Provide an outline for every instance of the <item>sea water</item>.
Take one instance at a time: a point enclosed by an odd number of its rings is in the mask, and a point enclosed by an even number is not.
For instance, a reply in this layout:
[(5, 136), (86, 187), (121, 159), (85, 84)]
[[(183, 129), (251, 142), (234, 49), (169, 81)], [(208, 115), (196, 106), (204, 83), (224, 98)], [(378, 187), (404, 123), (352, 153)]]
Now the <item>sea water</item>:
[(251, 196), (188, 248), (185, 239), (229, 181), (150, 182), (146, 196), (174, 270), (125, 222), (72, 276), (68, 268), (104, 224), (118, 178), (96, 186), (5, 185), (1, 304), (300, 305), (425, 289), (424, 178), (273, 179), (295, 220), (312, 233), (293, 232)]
++++
**Problem statement:** Copy out the lines above word for word, from the very first line through the line containing "[(5, 136), (86, 187), (121, 159), (85, 84)]", with both of those lines included.

**Written response:**
Provide an outline for every instance of the <item>sea water</item>.
Take one instance at a time: a point enclosed by an odd number of its rings is in the mask, and a point enclosed by an even number is not.
For instance, a reply in this layout:
[(5, 136), (86, 187), (121, 159), (85, 84)]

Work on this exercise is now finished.